What to produce:
Identify each line in the items below that contains the string "entry", matching case exactly, and copy every such line.

Labeled point records
** START **

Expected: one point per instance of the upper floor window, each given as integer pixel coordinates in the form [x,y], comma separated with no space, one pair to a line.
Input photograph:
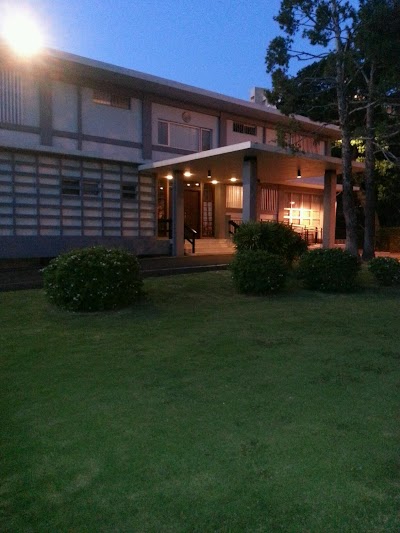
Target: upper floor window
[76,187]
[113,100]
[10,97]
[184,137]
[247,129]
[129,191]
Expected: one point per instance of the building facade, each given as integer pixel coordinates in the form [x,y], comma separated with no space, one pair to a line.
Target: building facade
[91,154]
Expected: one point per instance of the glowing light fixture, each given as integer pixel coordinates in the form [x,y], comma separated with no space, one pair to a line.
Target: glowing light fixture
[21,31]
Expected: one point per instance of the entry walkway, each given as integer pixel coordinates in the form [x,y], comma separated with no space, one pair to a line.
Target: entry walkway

** END **
** START **

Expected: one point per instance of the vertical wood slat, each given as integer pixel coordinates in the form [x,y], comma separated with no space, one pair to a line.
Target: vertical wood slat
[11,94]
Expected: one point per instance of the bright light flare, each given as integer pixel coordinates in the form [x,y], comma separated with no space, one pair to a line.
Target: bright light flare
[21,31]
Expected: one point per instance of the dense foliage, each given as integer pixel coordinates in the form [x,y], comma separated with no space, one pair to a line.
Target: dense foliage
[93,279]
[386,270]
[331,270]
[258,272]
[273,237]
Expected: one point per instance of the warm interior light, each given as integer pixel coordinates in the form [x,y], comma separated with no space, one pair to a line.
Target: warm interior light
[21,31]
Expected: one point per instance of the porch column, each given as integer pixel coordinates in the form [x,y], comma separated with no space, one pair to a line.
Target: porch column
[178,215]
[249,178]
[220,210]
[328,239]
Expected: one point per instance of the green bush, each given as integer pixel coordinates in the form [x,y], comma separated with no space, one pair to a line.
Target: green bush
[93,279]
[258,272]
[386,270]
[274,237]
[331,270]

** END **

Solved exercise:
Expected: one point per instance of the entry walkway, each given as integer pixel coordinates in the form [x,y], comma separated with no space, one pair to a line.
Target: entry walkway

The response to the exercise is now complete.